GIVEN PASSAGE:
Utilizing 400 publicly available VS30 site characterization measurements, the goal of this
study is to evaluate the data and spatial uncertainty of VS30 predictions. We calculated
VSZ for depths of 10, 30, 50 and 100 m as well as Z500, Z1000, Z1500 for the 82 new site
measurements presented in this study. For all 400 publicly available site
characterizations, we made predictions based on the Southern California Earthquake
Center Community Velocity Model Version 4.0 (Magistrale et al., 2000) and a
topographic-slope proxy developed by Wald & Allen (2007). The subsets of our data set,
"rock" (44 sites), "soil" (118) and "basin" (238) are based on the site class map of Wills et
al. (2000). The mean values of basin and soil subset predictions based on the SCEC
CVM are within 5% and 15% respectively when compared to measurement means. Less
than half of the soil site predictions are within ±20% of measured values. Less than half
of the predictions based on topographic slope are within ±20% of the measured values.

Point annotation records
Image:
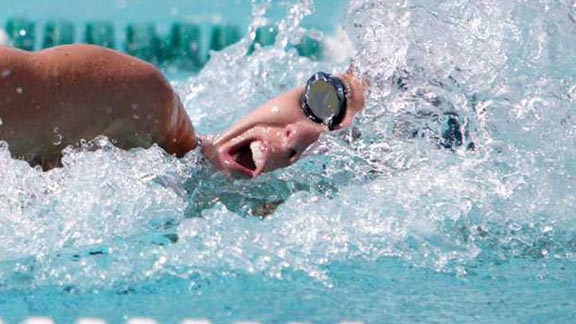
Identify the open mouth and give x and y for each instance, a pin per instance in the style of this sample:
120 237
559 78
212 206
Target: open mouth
248 157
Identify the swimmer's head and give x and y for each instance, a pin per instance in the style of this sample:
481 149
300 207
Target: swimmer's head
275 134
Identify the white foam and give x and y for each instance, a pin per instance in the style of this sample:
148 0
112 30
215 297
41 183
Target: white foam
3 37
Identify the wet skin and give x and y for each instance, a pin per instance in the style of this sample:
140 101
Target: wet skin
60 96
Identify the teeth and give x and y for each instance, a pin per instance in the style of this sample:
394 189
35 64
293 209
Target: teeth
258 148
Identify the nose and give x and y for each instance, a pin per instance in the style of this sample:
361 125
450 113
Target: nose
297 137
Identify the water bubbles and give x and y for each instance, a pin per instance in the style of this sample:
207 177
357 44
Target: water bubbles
3 37
57 136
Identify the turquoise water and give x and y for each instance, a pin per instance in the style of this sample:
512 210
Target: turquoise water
450 201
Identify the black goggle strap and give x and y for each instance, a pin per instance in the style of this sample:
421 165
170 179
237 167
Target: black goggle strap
340 89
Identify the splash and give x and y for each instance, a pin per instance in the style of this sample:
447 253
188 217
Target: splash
464 154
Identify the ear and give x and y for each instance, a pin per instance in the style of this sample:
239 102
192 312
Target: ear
355 91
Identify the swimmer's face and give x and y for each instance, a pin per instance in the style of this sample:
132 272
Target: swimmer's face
274 135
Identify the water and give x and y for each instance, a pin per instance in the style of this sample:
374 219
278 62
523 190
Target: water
450 201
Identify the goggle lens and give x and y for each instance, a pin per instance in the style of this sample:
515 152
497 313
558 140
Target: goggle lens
323 100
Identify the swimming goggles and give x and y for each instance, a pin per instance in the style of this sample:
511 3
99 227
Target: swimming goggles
324 99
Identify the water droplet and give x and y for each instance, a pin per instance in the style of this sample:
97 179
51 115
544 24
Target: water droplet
58 137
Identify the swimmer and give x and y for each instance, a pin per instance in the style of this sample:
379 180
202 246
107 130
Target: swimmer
78 92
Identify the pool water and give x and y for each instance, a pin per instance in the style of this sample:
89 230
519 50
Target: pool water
451 200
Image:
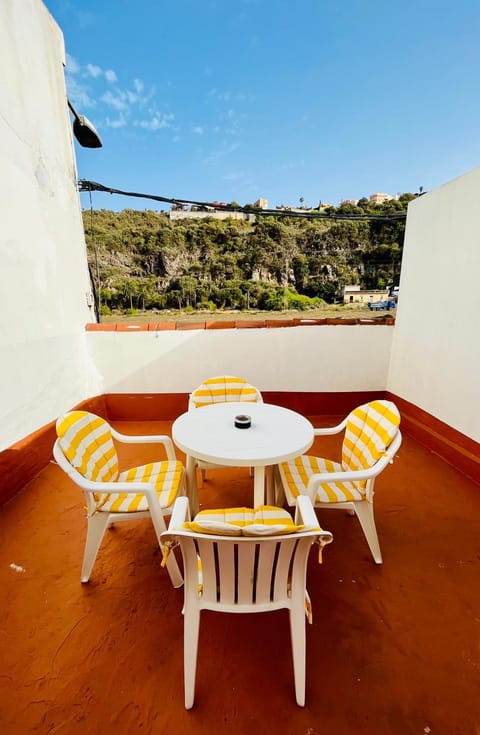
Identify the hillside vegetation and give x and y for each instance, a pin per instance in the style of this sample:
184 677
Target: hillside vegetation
142 260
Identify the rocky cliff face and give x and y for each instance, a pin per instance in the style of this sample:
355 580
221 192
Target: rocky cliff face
142 259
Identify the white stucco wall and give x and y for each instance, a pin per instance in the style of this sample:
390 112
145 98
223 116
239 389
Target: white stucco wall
435 360
316 358
44 363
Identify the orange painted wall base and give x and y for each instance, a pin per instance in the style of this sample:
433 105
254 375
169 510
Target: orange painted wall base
21 462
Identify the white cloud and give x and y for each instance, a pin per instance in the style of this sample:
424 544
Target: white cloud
72 65
157 121
120 122
93 70
221 153
117 101
234 175
78 93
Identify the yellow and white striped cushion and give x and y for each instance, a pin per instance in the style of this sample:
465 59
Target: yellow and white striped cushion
165 476
86 441
266 520
298 471
222 389
370 429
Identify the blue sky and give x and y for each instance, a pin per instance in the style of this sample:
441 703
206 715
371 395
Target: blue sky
233 101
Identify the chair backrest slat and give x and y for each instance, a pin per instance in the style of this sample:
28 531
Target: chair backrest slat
246 573
264 573
210 582
226 573
283 568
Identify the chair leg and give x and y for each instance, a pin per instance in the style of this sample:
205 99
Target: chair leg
364 511
191 625
297 633
96 527
160 526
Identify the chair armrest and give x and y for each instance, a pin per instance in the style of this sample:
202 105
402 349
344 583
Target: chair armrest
149 439
116 488
304 512
327 430
305 515
180 514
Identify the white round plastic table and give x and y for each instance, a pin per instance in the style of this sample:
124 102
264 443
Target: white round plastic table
209 433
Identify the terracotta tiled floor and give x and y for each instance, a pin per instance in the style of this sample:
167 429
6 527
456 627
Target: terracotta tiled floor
392 649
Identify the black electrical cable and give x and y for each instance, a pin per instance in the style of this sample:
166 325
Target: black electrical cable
85 185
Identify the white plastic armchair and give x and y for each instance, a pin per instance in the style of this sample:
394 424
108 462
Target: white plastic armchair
85 450
245 574
372 439
221 389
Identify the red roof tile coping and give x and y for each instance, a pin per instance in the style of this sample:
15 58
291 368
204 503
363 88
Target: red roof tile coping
162 326
221 325
191 325
237 324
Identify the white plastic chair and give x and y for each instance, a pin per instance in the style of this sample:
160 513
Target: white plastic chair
372 438
221 389
85 450
243 575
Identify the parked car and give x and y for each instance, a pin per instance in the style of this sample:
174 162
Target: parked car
379 305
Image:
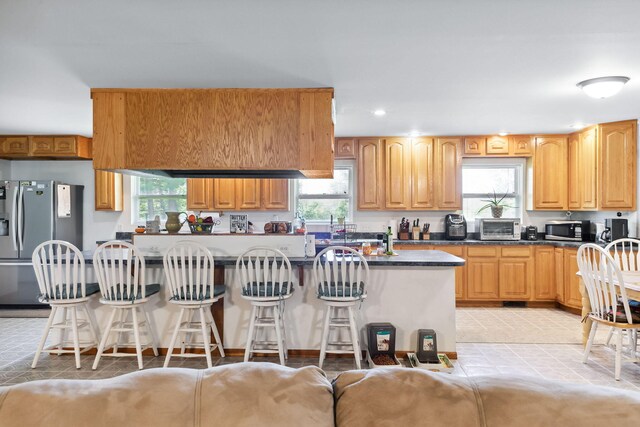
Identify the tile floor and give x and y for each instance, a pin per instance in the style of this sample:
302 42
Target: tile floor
503 341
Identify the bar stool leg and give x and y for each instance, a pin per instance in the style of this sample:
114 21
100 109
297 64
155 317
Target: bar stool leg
136 335
252 322
205 337
76 337
105 337
354 338
174 338
325 335
43 340
276 321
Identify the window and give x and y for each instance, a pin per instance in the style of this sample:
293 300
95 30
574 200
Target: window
154 196
481 177
318 199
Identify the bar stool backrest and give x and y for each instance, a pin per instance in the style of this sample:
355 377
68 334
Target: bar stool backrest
340 271
188 267
59 268
604 283
120 270
626 253
264 272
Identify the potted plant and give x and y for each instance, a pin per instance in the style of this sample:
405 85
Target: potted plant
496 205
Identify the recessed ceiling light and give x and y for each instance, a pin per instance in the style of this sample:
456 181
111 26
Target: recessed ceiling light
603 87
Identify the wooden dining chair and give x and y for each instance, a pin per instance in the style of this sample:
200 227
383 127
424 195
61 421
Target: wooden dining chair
605 286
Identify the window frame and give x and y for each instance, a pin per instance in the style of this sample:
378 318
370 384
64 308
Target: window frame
136 197
518 164
349 196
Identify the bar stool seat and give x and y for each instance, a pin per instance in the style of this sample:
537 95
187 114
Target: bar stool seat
340 274
189 270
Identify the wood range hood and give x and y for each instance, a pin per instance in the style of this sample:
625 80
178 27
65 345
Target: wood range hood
225 133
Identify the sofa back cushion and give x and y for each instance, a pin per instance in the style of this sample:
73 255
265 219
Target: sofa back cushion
243 394
395 396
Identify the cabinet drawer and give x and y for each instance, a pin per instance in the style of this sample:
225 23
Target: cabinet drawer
41 145
516 252
482 251
64 145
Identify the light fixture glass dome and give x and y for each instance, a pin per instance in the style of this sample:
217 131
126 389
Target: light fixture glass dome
603 87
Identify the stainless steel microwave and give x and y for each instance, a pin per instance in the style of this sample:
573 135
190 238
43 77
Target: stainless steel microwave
573 231
498 228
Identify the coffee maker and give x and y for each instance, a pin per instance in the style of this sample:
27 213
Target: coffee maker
615 228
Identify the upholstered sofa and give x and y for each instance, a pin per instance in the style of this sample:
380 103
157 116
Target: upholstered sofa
263 394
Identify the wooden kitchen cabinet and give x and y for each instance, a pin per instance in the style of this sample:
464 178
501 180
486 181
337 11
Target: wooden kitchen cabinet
275 194
572 297
550 175
248 194
617 175
474 145
345 148
108 189
200 194
397 175
497 145
544 288
448 173
224 193
370 174
421 174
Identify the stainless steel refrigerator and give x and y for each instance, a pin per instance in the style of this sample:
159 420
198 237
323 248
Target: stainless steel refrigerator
32 212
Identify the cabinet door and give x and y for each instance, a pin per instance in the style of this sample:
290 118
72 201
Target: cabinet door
558 254
41 146
200 194
461 272
572 297
422 174
617 180
224 193
498 145
550 174
108 191
588 168
397 173
545 274
248 194
520 145
474 145
448 173
575 185
345 148
275 194
516 278
370 174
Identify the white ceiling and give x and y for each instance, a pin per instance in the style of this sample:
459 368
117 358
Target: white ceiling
439 67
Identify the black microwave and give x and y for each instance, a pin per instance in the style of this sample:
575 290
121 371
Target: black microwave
573 231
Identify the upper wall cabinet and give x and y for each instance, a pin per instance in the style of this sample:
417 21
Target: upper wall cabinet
550 179
617 177
181 130
64 147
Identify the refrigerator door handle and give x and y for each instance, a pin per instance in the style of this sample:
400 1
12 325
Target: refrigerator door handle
12 225
20 221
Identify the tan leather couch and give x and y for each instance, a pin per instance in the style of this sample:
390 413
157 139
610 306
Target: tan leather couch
264 394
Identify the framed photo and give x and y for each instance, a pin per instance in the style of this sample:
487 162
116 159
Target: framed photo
238 223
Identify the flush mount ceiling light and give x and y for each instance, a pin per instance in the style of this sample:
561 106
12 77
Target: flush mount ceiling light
603 87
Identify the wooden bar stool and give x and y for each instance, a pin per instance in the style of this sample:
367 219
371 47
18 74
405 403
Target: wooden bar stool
120 268
188 267
59 269
266 278
340 274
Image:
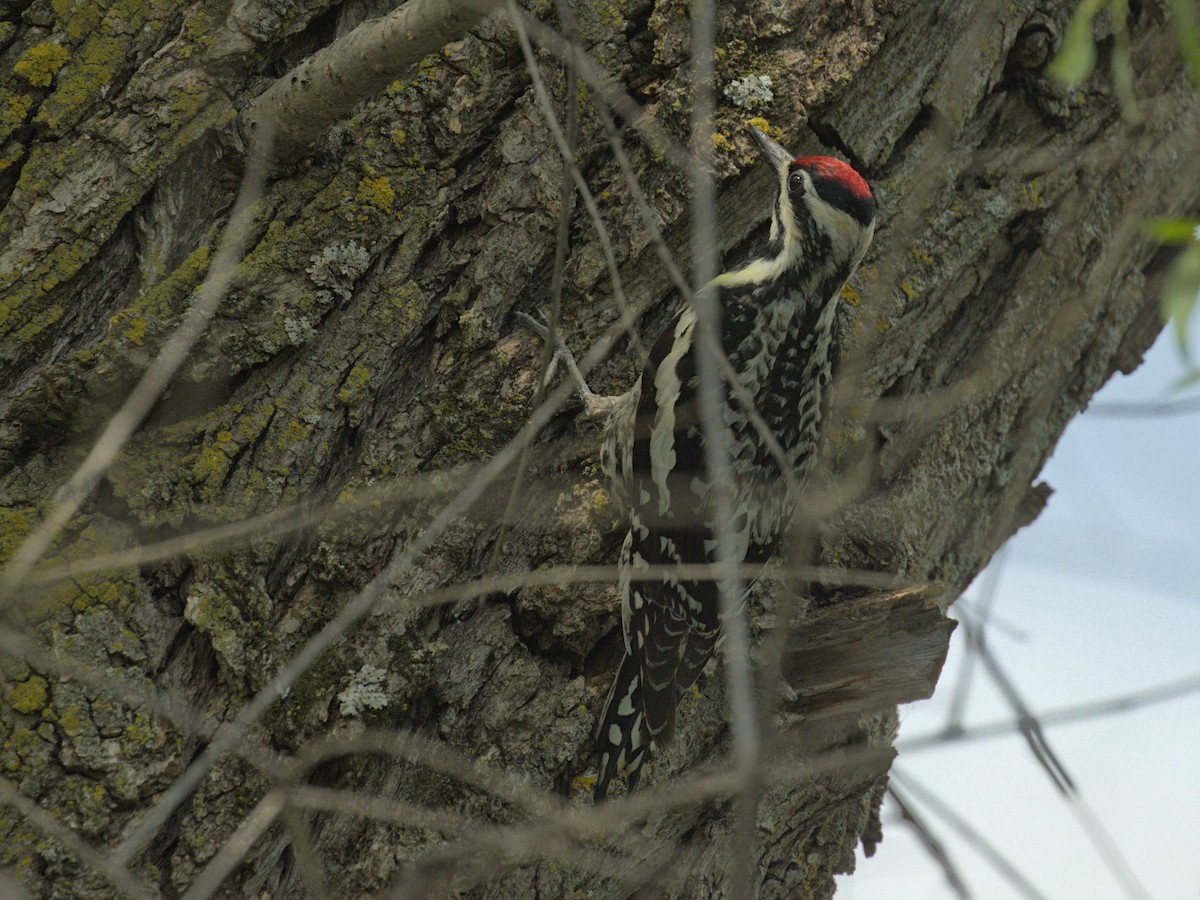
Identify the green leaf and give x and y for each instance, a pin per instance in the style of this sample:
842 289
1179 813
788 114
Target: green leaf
1181 291
1077 57
1187 379
1173 231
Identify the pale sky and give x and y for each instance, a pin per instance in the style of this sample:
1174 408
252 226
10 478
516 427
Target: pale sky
1097 598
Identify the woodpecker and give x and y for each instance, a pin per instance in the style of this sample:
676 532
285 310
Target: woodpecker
777 330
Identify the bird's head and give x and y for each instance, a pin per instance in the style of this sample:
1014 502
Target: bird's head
823 207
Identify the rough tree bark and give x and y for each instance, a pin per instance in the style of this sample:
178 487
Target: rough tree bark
370 341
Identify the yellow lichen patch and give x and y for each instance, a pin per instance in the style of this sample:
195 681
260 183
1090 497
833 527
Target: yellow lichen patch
15 527
922 256
1032 195
81 85
766 127
41 63
582 784
376 192
13 109
29 696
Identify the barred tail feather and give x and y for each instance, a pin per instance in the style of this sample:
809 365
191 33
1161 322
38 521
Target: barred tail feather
621 737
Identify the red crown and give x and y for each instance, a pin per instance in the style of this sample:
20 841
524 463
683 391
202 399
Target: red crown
837 171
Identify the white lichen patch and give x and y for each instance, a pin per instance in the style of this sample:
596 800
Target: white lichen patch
366 690
749 91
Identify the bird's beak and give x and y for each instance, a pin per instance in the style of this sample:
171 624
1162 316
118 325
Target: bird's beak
772 153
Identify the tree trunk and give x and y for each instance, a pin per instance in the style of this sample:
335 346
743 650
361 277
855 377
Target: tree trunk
369 357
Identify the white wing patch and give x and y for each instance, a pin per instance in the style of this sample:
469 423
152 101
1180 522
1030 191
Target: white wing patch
666 384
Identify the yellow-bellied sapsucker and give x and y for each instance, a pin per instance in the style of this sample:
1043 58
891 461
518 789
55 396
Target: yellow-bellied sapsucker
777 329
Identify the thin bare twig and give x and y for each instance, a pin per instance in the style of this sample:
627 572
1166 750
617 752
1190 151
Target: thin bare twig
84 852
148 390
966 831
931 844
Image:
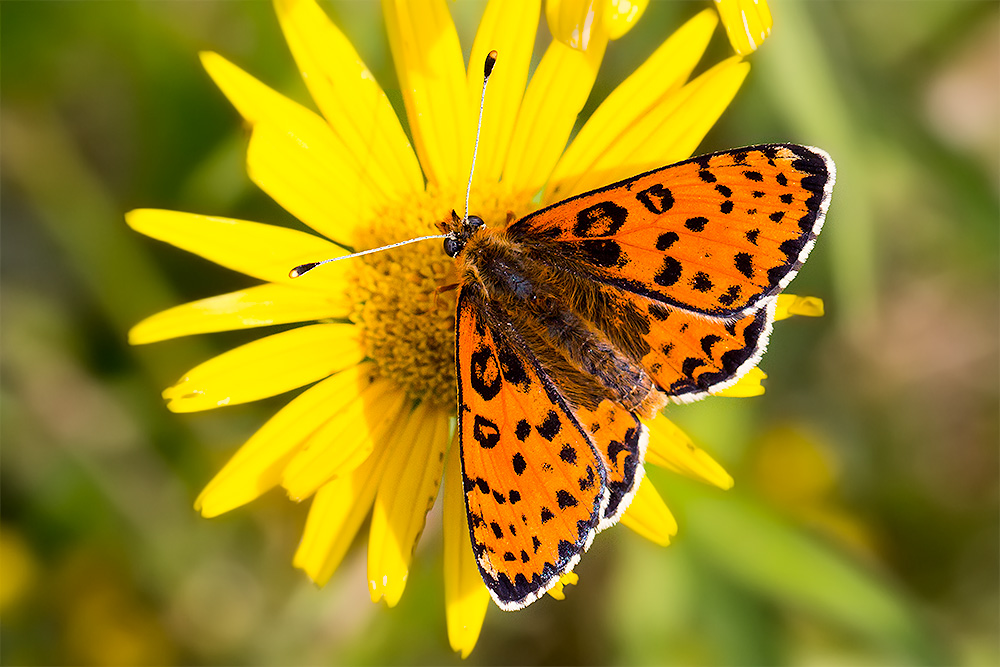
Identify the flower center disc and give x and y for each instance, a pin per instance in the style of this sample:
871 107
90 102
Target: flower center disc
408 323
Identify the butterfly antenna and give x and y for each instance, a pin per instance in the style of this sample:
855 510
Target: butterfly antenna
491 59
303 269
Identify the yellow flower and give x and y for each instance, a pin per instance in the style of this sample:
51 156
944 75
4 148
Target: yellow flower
374 431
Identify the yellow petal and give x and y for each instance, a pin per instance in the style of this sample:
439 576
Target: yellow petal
669 447
267 367
406 494
649 516
622 15
259 463
576 23
431 71
353 103
748 386
748 23
465 595
792 304
568 579
667 133
308 180
509 28
266 252
259 306
662 73
297 159
337 512
345 441
555 96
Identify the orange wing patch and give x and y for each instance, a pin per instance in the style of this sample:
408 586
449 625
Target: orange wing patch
620 439
691 355
714 234
534 486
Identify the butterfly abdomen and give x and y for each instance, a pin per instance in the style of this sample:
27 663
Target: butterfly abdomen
543 303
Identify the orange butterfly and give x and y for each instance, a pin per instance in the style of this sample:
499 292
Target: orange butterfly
583 316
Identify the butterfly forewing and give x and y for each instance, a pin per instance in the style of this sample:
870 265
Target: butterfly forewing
534 484
580 316
715 234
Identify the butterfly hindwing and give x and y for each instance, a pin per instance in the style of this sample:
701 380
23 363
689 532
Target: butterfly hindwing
534 485
620 439
714 234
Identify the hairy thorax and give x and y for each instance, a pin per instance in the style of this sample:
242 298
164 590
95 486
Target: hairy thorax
546 308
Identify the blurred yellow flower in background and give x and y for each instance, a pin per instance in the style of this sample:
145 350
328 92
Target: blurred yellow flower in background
374 431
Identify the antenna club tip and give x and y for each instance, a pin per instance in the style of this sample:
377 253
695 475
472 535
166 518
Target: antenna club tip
302 269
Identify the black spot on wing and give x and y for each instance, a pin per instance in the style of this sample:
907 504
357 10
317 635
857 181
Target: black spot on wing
696 224
701 282
550 427
485 432
485 374
743 262
656 198
565 499
602 219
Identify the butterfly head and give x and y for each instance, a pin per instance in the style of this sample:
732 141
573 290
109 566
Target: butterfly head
459 231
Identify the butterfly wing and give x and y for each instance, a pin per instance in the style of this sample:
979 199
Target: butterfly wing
716 235
679 266
541 476
534 486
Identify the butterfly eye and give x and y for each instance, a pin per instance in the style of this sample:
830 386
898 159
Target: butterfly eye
451 247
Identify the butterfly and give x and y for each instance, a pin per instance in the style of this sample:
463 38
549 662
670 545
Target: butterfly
581 318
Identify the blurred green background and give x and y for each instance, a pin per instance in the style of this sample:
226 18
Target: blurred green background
863 528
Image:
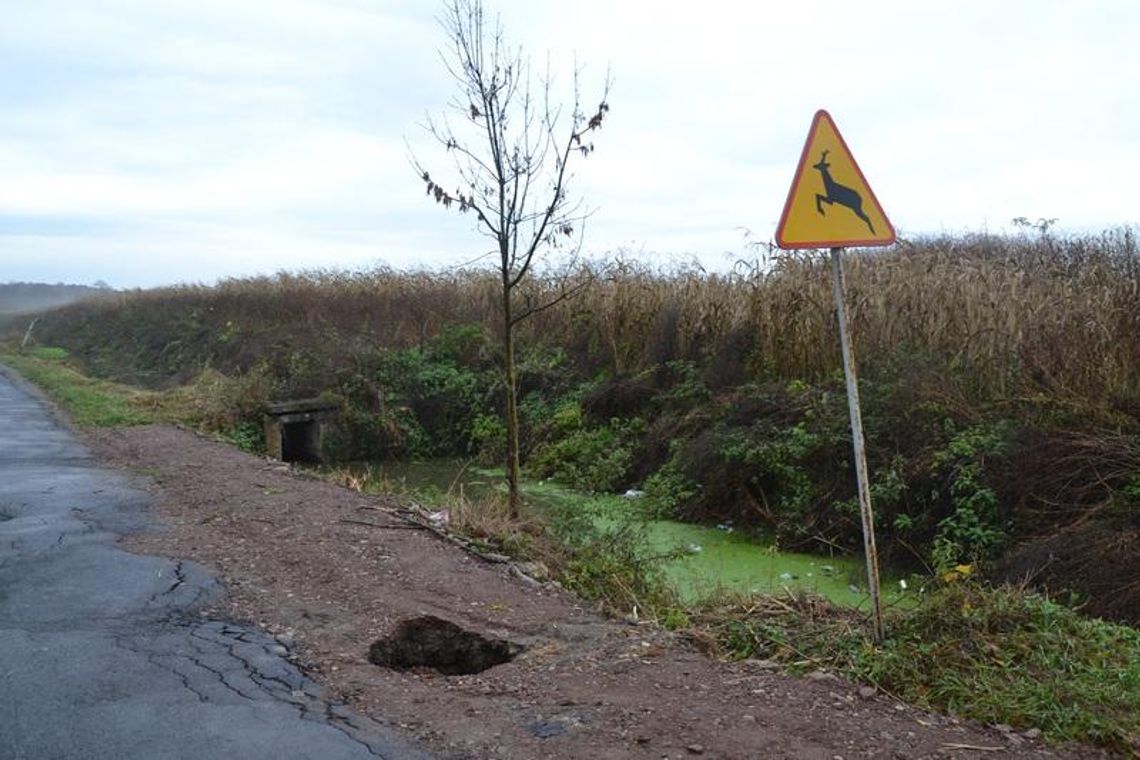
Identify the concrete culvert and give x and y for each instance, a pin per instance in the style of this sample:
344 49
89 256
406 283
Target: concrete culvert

PROBLEMS TO WORK ON:
**a.** Which lines of the listing contain the string "recessed"? Report each of them in full.
**b.** Can you write the next part of the VS30 site characterization text, picking up after its final sentence?

RESULTS OF THE TASKS:
**a.**
Identify the recessed ceiling light and give x and y for each instance, a pin per instance in the style of this sample:
Target: recessed ceiling light

**b.**
Through statistical analysis, a log normal distribution best fits the complete dataset.
VS30 and spatial standard deviation maps created from natural-log transformed data show
a spatial standard deviation or uncertainty of >0.30 natural-log units in the Los Angeles
Basin and >0.38 ln units outside the basin in areas where predictions are made. The
spatial uncertainty does not reflect the epistemic uncertainty associated with the
measured values. Unlike proxies based on geologic correlation of units, and topographic
slope proxies, hazard maps created from indicator kriging show NEHRP hazard class E is
likely in the Los Angeles Basin. More dense measurements are feasible and can readily
decrease the uncertainty of predictions.